LIST OF TASKS:
1. In the article on backwards compatibility, how many individual services powered the Netflix home page as of 2017?
2. Please write out the passage of the article on backwards compatibility that begins at the words "- New or unknown" and stops after "with every request.".
3. Extend the article on backwards compatibility onward from its final sentence.

-- BEGIN DOCUMENT TEXT --

As our lives become more distributed, so too has the software that we rely on. What we see as a single user interface is typically powered by a series of connected services, each with a specific job.
Consider Netflix. On the home page, we see a mix of content: previously watched shows, popular new titles, account management, and more.
But this screen is not generated by netflix.exe running on a PC somewhere. As of 2017, it was powered by over 700 individual services. This means the start screen is really just an aggregation of hundreds of microservices working together. One service to manage account features, another to make recommendations, and so on.
The move towards distributed architectures brings lots of benefits: easier testing, smaller deployable units, looser decoupling, smaller failure surfaces, to name a few. But it also brings its own set of challenges.
One of these is maintaining backwards compatibility between components. In other words, how can a set of services evolve together in a way that doesn’t break the system? Services can only work together if they all agree to various contracts: how to exchange data and what the format of the data looks like. Breaking even a single contract can wreak havoc on your system.
But as developers, we know change is the only constant. Technology and business needs inevitably change over time, and so must our services. This can happen in a variety of ways: web APIs, messaging such as JMS or Kafka, and even in data stores.
Below we’ll look at some best practices for building distributed systems that allow us to modify services and interfaces in a way to make upgrading easier.
Web APIs
RESTful web APIs are one of the main ways in which distributed systems communicate. These are just a basic client-server model: Service A (the client) sends a request to service B (the server). The server does some work and sends back a response indicating success or failure.
Over time, our web APIs may need to change. Whether it’s from shifting business priorities or new strategies, we should accept from day one that our APIs will likely be modified.
Let’s look at some ways we can make our web APIs backwards compatible.
The robustness principle
To create web APIs that are easy to evolve, follow the robustness principle, summarized as “Be conservative in what you do, be liberal in what you accept.”
In the context of web APIs, this principle can be applied in several ways:
- Every API endpoint should have a small, specific goal that follows only one of the CRUD operations. Clients should be in charge of aggregating multiple calls as needed.
- Servers should communicate expected message formats and schemas and adhere to them.
- New or unknown fields in message bodies should not cause errors in APIs, they should just be ignored.
Versioning
Versioning an API allows us to support different functionality for the same resource.
For example, consider a blog application that offers an API for managing its core data such as users, blog posts, categories, etc. Let’s say the first iteration has an endpoint that creates a user with the following data: name, email, and a password. Six months later, we decide that every account now must include a role (admin, editor, author, etc). What should we do with the existing API?
We essentially have two options:
- Update the user API to require a role with every request.
- Simultaneously support the old and new user APIs.
With option 1, we update the code and any request that doesn’t include the new parameter is rejected as a bad request. This is easy to implement, but it also breaks existing API users.
With option 2, we implement the new API and also update the original API to provide some reasonable default for the new role parameter. While this is definitely more work for us, we don’t break any existing API users.

-- END DOCUMENT TEXT --
-- BEGIN STORED ROWS --

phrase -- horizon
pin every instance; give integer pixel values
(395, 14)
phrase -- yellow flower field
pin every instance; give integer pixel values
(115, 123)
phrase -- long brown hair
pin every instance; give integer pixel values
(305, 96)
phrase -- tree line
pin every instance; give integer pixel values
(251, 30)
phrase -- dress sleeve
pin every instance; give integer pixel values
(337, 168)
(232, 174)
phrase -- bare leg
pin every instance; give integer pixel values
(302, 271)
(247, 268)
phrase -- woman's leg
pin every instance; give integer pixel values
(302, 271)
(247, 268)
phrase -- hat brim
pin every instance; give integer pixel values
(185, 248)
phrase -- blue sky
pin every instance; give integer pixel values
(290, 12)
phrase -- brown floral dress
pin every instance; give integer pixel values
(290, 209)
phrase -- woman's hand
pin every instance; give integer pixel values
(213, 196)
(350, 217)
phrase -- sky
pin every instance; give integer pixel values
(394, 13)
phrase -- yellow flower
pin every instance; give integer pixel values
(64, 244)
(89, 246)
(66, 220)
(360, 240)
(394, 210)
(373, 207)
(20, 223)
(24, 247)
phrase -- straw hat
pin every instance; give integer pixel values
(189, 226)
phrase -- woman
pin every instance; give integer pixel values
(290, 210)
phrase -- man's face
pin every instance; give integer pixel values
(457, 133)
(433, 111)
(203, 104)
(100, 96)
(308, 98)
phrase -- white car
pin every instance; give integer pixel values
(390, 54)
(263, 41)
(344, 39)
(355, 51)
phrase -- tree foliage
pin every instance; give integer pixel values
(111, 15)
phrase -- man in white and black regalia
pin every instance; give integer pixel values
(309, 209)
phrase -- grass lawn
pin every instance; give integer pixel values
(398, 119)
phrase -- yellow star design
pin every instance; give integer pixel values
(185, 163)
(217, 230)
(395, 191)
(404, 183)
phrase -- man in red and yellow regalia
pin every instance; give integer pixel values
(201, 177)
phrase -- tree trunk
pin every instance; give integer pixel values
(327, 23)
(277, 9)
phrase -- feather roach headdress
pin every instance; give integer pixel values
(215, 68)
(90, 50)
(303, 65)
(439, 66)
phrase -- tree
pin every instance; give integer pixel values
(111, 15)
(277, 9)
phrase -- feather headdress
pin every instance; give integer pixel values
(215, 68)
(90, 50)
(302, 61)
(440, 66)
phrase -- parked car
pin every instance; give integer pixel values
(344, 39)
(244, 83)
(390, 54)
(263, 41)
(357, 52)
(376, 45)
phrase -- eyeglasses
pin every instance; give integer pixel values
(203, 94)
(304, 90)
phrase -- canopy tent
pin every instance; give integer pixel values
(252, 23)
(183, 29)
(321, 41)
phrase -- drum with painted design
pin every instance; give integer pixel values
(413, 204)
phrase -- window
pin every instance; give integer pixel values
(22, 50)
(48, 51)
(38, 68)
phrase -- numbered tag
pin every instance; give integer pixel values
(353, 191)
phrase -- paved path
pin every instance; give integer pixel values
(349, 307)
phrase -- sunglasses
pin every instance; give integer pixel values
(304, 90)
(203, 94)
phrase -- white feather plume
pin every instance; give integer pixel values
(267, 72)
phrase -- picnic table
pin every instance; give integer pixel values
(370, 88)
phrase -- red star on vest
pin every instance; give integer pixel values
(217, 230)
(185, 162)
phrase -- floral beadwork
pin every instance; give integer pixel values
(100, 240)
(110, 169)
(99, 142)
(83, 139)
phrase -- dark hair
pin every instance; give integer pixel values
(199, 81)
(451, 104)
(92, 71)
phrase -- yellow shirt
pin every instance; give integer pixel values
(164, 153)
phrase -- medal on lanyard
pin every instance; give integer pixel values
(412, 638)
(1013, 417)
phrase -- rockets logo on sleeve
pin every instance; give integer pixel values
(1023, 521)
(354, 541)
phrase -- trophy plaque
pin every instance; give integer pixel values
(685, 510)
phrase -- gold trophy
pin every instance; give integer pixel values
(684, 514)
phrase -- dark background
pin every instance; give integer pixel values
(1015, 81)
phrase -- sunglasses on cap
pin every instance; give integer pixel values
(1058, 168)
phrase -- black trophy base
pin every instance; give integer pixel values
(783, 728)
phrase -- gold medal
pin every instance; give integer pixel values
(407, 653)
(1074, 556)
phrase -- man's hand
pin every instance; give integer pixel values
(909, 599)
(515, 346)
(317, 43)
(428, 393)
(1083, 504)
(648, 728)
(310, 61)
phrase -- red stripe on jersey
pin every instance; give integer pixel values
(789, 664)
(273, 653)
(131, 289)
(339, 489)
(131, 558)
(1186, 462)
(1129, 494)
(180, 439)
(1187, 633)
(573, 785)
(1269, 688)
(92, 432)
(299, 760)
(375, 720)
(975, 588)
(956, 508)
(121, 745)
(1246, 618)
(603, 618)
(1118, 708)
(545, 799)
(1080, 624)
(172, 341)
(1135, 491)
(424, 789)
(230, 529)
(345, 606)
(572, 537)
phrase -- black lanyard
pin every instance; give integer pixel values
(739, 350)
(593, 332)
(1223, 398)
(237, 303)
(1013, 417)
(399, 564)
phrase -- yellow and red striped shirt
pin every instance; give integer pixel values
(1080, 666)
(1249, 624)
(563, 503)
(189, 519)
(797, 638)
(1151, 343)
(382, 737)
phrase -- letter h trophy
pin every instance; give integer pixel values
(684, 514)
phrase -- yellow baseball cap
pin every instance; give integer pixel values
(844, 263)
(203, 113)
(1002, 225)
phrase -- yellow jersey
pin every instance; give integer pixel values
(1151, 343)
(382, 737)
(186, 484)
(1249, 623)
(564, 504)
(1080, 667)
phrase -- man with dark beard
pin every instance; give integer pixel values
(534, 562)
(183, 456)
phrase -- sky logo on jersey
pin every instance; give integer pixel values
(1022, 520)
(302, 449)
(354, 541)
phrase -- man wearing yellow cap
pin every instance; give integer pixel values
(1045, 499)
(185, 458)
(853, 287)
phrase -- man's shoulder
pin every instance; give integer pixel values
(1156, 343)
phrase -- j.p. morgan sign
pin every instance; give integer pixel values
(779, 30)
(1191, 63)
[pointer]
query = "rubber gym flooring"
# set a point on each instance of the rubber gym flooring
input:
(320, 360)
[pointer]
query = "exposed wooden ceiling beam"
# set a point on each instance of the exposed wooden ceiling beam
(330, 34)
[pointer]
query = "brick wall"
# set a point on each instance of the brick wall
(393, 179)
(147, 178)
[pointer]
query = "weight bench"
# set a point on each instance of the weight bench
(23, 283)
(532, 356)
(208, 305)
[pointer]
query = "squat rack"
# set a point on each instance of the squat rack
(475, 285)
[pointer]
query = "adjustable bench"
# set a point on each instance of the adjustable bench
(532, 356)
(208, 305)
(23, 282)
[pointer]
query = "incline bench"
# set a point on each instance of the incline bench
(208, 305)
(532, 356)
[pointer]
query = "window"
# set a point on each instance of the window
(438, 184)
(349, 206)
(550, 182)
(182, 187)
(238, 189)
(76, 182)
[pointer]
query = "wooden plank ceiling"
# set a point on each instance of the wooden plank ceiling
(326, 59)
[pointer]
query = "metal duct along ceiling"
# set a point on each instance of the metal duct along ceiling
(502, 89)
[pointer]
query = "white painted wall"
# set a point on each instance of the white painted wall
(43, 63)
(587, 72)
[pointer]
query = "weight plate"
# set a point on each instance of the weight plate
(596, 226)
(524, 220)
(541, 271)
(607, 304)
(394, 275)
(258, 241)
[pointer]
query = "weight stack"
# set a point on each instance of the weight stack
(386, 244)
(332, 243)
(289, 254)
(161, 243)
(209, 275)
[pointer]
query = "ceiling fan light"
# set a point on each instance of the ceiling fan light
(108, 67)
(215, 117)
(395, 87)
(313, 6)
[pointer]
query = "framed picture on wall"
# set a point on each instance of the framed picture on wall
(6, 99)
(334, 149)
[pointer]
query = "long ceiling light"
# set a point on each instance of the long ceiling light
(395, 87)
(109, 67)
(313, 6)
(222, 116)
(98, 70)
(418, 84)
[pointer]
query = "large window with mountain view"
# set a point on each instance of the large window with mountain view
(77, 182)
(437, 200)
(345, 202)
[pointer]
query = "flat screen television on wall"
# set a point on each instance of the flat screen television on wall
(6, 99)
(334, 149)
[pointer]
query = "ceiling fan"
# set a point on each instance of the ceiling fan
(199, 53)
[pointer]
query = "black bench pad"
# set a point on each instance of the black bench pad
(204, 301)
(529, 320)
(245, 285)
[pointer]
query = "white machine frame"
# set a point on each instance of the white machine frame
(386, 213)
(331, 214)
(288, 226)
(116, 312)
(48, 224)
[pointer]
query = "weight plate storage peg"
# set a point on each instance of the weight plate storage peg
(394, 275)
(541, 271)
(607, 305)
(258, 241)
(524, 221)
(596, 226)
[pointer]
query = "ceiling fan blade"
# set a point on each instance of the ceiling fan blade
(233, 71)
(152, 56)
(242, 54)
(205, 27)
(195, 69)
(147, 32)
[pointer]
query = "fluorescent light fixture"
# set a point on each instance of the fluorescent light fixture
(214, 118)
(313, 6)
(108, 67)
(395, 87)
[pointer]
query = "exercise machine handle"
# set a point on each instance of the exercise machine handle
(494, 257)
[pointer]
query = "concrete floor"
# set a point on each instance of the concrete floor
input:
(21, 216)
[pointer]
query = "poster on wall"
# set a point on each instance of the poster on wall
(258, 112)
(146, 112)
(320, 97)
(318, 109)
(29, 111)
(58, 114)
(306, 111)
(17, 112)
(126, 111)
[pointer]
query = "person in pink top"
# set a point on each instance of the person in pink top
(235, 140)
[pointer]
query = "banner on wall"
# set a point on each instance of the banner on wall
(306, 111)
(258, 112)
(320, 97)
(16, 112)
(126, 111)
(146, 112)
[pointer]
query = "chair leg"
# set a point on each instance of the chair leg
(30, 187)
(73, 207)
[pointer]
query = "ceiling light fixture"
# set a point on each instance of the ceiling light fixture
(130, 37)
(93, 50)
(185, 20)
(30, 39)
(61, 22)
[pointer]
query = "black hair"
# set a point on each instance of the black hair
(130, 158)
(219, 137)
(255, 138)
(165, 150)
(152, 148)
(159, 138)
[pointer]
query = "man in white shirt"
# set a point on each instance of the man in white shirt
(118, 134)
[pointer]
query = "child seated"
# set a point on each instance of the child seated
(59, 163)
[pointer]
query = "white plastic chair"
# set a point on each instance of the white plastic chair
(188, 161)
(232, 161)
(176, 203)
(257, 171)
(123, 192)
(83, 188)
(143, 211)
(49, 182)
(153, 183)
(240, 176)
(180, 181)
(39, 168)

-- END STORED ROWS --

RESULTS FOR THE EXERCISE:
1. Over 700 individual services.

2.
- New or unknown fields in message bodies should not cause errors in APIs, they should just be ignored.
Versioning
Versioning an API allows us to support different functionality for the same resource.
For example, consider a blog application that offers an API for managing its core data such as users, blog posts, categories, etc. Let’s say the first iteration has an endpoint that creates a user with the following data: name, email, and a password. Six months later, we decide that every account now must include a role (admin, editor, author, etc). What should we do with the existing API?
We essentially have two options:
- Update the user API to require a role with every request.

3.
The next question is how do we version an API? This debate has raged on for many years, and there is no single right answer. A lot will depend on your tech stack, but generally speaking, there are three primary ways to implement API versioning:
URL
This is the easiest and most common way and can be achieved using either the path:
POST /v2/blog/users
Or by using query parameters:
POST /blog/users?v=2
URLs are convenient because they’re a required part of every request, so your consumers have to deal with it. Most frameworks log URLs with every request, so it’s easy to track which consumers are using which versions.
Headers
You can do this with a custom header name that your services understand:
API-Version: 2
Or we can hijack the `Accept` header to include custom extensions:
Accept: application/vnd.mycompany.v2+json
Using headers for versioning is more in line with RESTful practices. After all, the URL should represent the resource, not some version of it. Additionally, headers are already great at passing what is essentially metadata between clients and servers, so adding in version seems like a good fit.
On the other hand, headers are cumbersome to work with in some frameworks, more difficult to test, and not feasible to log for every request. Some internet proxies may remove unknown headers, meaning we’d lose our custom header before it reaches the service.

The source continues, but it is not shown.